═══ DOCUMENT TEXT ═══

I am very well aware that tombstone rubbings are discouraged and that is not
my preferred method. I don't do rubbings, never have. I don't even do
rubbings of a stone in excellent condition. However this is extenuating
circumstances. The reason for doing rubbings on these particular tombstones is that the
tombstones are so badly broken and cannot be restored. I think that Lynn would
agree that the only way to preserve the inscription on the tombstone is to do a
rubbing of the badly damaged stones to try to piece the inscription together
in order to use the information on another tombstone if reparations are made.
Incidentally, my personal preferred method of getting a transcription of a
tombstone which is difficult to read is to use a squirt bottle of water and
spritz the stone then take a photo. The lettering turns out much better on a photo
of a tombstone with this method. The inscription is much easier to read when
the stone is wet.
Better yet, let nature do the job. Go to the cemetery after a light rain when
the stones are still damp. I have found through lots of experience that this
method is best for reading those hard to read dates or inscriptions. :-)

═══

**DO THIS:**
Extend the post above about reading hard-to-read tombstone inscriptions, starting right after its last sentence.

═══ LISTING ═══

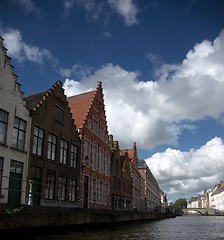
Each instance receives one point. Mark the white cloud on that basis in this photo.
(127, 9)
(153, 113)
(188, 173)
(22, 51)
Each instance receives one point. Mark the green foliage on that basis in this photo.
(180, 203)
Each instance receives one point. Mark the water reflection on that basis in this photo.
(184, 228)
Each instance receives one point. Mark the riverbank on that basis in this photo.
(34, 219)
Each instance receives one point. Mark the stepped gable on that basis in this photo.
(220, 188)
(132, 153)
(34, 101)
(80, 105)
(5, 65)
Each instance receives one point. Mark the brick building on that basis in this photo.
(14, 134)
(151, 186)
(121, 179)
(138, 184)
(89, 113)
(54, 161)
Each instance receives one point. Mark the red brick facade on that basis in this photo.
(54, 161)
(89, 113)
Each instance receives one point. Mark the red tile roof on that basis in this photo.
(80, 105)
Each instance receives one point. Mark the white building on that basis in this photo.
(217, 197)
(14, 134)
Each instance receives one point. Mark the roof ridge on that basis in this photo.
(34, 103)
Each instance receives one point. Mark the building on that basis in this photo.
(138, 184)
(217, 197)
(151, 186)
(121, 179)
(14, 134)
(54, 161)
(163, 199)
(88, 110)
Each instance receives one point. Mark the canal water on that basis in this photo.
(189, 227)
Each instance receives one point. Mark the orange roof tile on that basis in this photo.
(80, 105)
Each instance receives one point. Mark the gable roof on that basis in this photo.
(80, 105)
(35, 100)
(219, 189)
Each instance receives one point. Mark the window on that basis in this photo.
(107, 165)
(50, 186)
(38, 141)
(86, 152)
(19, 132)
(74, 156)
(94, 156)
(51, 152)
(95, 126)
(58, 114)
(73, 190)
(1, 171)
(3, 126)
(63, 153)
(94, 185)
(62, 188)
(16, 167)
(101, 161)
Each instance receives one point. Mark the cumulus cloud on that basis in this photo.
(127, 9)
(188, 173)
(22, 51)
(154, 113)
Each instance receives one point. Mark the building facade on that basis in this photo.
(151, 186)
(121, 179)
(55, 147)
(14, 134)
(89, 113)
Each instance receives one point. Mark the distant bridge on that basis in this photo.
(202, 211)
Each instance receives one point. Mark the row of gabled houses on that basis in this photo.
(213, 198)
(56, 151)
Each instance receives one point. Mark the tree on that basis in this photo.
(180, 203)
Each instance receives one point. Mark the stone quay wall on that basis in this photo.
(31, 217)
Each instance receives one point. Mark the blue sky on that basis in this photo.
(162, 68)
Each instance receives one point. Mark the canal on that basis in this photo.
(187, 227)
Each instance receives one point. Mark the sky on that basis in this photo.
(161, 64)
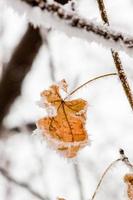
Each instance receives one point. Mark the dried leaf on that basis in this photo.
(65, 132)
(128, 178)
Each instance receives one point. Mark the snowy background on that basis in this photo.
(109, 119)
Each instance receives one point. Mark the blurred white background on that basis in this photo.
(109, 118)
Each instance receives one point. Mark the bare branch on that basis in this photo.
(21, 184)
(72, 24)
(116, 58)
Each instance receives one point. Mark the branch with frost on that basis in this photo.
(123, 158)
(55, 16)
(21, 184)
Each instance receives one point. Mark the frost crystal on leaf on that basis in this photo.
(65, 132)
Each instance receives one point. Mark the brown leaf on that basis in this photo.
(66, 131)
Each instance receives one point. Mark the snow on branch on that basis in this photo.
(53, 15)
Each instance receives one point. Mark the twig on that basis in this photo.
(103, 176)
(125, 159)
(116, 58)
(21, 184)
(74, 25)
(94, 79)
(122, 158)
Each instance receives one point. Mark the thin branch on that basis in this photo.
(125, 159)
(116, 58)
(122, 158)
(21, 184)
(86, 83)
(55, 16)
(103, 176)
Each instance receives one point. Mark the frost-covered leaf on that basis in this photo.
(65, 131)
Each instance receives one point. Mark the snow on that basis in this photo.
(49, 20)
(109, 118)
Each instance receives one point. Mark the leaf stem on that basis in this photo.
(102, 177)
(91, 80)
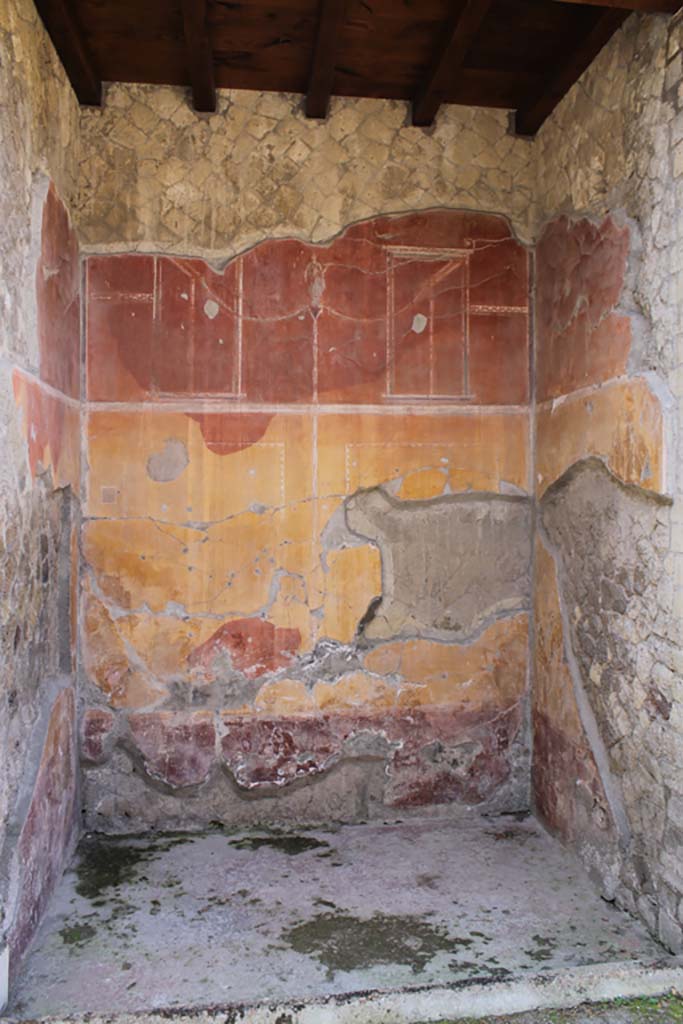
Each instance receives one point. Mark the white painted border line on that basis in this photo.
(552, 990)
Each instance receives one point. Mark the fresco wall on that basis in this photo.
(39, 473)
(307, 541)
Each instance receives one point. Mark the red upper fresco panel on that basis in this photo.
(424, 307)
(582, 340)
(57, 294)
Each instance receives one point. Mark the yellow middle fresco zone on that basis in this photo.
(196, 521)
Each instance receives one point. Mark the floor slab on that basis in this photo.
(218, 919)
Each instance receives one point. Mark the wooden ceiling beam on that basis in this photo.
(322, 75)
(200, 57)
(644, 6)
(529, 118)
(66, 34)
(450, 57)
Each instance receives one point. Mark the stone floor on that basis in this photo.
(218, 919)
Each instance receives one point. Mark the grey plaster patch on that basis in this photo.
(168, 464)
(610, 541)
(238, 920)
(450, 565)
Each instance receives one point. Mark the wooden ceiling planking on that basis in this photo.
(519, 54)
(457, 39)
(199, 53)
(530, 116)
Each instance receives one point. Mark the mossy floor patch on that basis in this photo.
(270, 914)
(289, 843)
(344, 942)
(657, 1010)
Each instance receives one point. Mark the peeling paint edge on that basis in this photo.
(472, 999)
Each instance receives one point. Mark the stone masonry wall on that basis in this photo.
(39, 470)
(609, 551)
(157, 176)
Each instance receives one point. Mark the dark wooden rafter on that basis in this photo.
(458, 38)
(644, 6)
(529, 118)
(323, 69)
(200, 57)
(68, 39)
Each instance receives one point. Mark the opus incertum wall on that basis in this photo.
(307, 538)
(601, 705)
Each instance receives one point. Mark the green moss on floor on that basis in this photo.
(659, 1010)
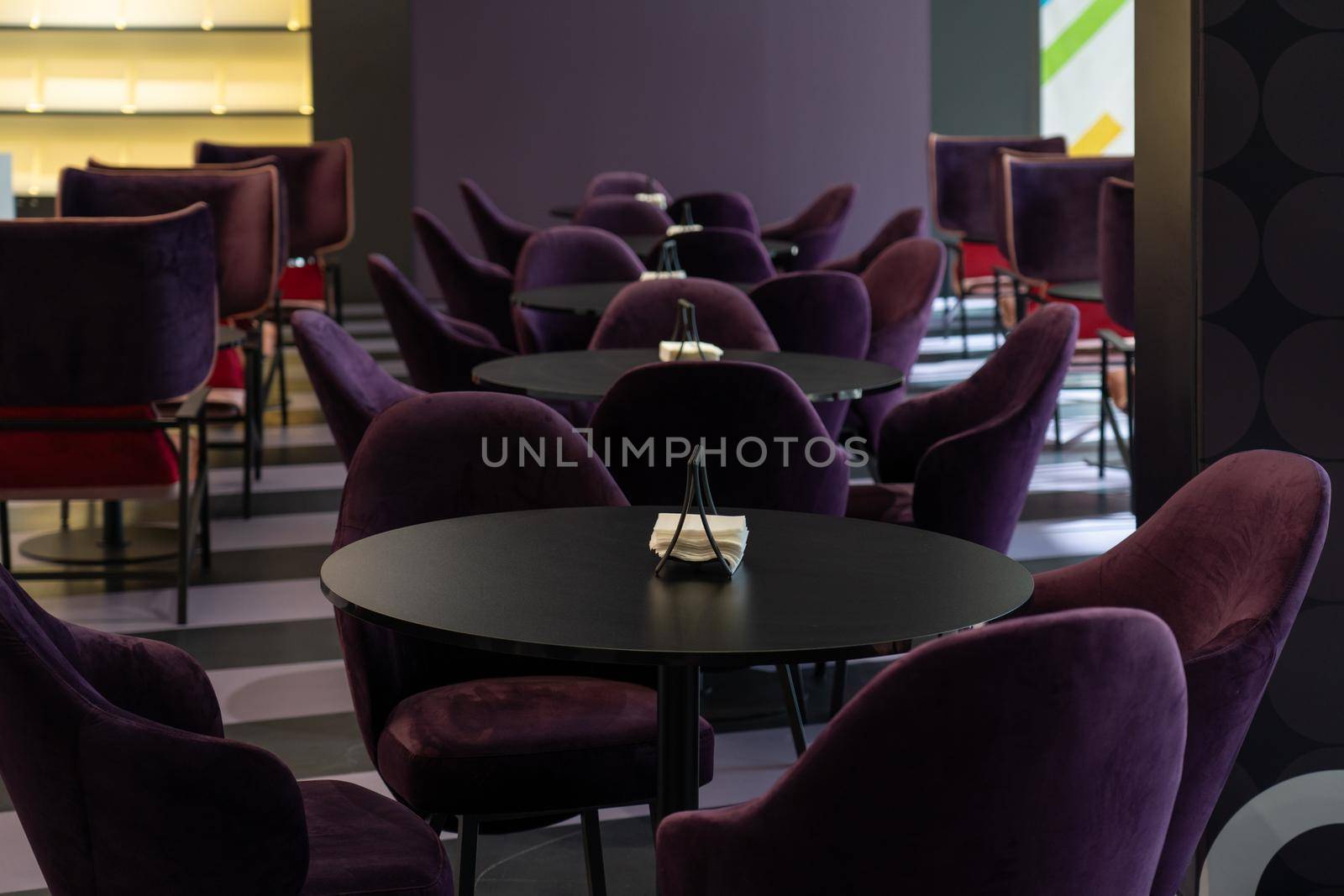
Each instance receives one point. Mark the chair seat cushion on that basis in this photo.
(499, 746)
(363, 842)
(884, 503)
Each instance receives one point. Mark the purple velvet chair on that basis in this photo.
(474, 289)
(1050, 211)
(105, 320)
(819, 312)
(717, 210)
(902, 284)
(349, 385)
(816, 228)
(562, 255)
(622, 183)
(1225, 563)
(958, 461)
(622, 215)
(440, 351)
(647, 312)
(114, 757)
(1035, 757)
(905, 224)
(501, 237)
(719, 253)
(490, 738)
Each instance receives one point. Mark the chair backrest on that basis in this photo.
(1116, 250)
(112, 752)
(717, 210)
(319, 186)
(644, 313)
(349, 385)
(425, 459)
(245, 206)
(974, 484)
(1050, 210)
(816, 228)
(960, 181)
(474, 289)
(622, 183)
(902, 284)
(440, 351)
(501, 237)
(622, 215)
(107, 312)
(766, 448)
(1226, 563)
(721, 253)
(1032, 757)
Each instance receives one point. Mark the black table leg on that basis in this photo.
(679, 741)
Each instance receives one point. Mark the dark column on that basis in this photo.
(362, 89)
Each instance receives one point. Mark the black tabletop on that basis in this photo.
(578, 298)
(588, 374)
(1084, 291)
(578, 584)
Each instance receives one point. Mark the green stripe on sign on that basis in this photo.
(1068, 45)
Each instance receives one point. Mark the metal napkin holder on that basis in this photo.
(696, 490)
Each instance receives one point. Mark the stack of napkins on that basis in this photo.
(730, 532)
(689, 351)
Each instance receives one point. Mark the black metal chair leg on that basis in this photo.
(593, 852)
(837, 688)
(468, 832)
(790, 707)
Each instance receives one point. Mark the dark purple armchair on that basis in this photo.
(440, 351)
(902, 284)
(501, 237)
(816, 228)
(905, 224)
(719, 253)
(474, 289)
(622, 183)
(958, 461)
(1037, 757)
(561, 255)
(506, 741)
(1225, 563)
(717, 210)
(644, 313)
(349, 385)
(819, 312)
(622, 215)
(114, 758)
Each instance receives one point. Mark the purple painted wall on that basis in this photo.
(777, 98)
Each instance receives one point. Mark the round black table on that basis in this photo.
(586, 375)
(1084, 291)
(578, 298)
(578, 584)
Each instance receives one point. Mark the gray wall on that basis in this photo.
(985, 66)
(777, 98)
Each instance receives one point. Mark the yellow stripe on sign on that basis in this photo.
(1097, 137)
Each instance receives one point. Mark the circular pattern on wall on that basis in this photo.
(1231, 100)
(1301, 112)
(1230, 391)
(1303, 239)
(1227, 224)
(1320, 13)
(1301, 392)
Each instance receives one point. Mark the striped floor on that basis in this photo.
(265, 634)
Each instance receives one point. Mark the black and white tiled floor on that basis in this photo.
(265, 634)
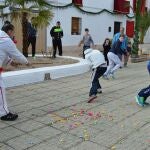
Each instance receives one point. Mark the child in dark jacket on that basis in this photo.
(144, 93)
(127, 54)
(113, 57)
(107, 47)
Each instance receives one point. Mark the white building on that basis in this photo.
(97, 15)
(101, 25)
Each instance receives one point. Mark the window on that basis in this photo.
(121, 6)
(76, 26)
(130, 29)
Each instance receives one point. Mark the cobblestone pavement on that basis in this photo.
(55, 115)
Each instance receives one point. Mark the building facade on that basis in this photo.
(103, 18)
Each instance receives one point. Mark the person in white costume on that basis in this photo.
(99, 66)
(8, 53)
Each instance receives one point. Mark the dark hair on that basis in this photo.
(7, 22)
(7, 27)
(86, 29)
(109, 41)
(122, 35)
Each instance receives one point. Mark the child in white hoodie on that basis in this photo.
(8, 52)
(99, 66)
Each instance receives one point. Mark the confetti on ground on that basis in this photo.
(113, 148)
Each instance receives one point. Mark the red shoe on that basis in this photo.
(91, 98)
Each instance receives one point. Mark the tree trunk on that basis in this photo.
(135, 46)
(25, 35)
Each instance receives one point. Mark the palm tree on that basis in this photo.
(135, 46)
(144, 25)
(40, 9)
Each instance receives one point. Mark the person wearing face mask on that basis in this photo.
(8, 53)
(57, 33)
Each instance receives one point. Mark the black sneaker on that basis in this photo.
(9, 117)
(99, 91)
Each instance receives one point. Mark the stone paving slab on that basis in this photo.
(54, 114)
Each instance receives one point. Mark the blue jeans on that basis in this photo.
(145, 92)
(96, 74)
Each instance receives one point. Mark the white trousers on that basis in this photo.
(114, 63)
(3, 103)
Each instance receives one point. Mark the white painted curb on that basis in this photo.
(16, 78)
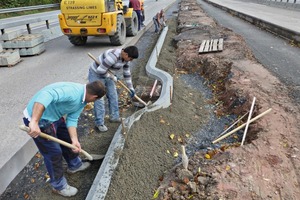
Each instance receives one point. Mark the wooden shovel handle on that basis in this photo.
(121, 83)
(54, 139)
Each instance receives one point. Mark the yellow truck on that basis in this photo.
(82, 18)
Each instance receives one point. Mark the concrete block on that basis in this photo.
(9, 57)
(24, 41)
(38, 49)
(51, 33)
(11, 35)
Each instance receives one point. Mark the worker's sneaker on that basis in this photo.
(68, 191)
(102, 128)
(84, 166)
(118, 120)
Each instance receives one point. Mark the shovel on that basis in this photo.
(54, 139)
(122, 84)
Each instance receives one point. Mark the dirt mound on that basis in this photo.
(264, 168)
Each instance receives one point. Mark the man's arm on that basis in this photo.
(37, 112)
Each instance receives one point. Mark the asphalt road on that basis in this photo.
(275, 53)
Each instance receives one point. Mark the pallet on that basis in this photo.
(214, 45)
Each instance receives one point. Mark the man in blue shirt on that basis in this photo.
(55, 110)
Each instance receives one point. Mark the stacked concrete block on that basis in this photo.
(27, 45)
(11, 35)
(9, 58)
(51, 33)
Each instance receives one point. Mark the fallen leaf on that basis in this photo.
(172, 136)
(199, 169)
(227, 168)
(155, 194)
(186, 180)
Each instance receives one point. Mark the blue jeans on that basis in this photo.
(138, 13)
(53, 152)
(112, 98)
(156, 24)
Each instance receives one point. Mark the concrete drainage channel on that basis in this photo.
(102, 180)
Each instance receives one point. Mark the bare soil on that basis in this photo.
(266, 167)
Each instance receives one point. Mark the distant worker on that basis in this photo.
(136, 5)
(143, 11)
(159, 21)
(55, 110)
(111, 61)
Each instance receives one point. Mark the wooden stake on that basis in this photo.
(243, 125)
(123, 126)
(248, 121)
(233, 124)
(153, 88)
(170, 98)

═══

**EXERCISE RESULT:**
In a message dated 12/26/2003 6:15:05 PM Eastern Standard Time,
Under Maryland law the property owners cannot remove
the tombstones, go check the Coalition to Protect MD's
Burial Sites, under applicable laws. All sorts of
permissions, etc., must be secured before moving any
tombstones ... including descendants/family members.
Also from looking at the condition of the headstones,
I'd say you probably should not make rubbings.
Tombstone rubbings are discouraged by the Association
for Gravestone Studies unless the tombstone is in
excellcent condition. It is very easy to harm a stone
by a rubbing.
Also check their suggestions for the correct method(s)
of cleaning and restoring damaged tombstones.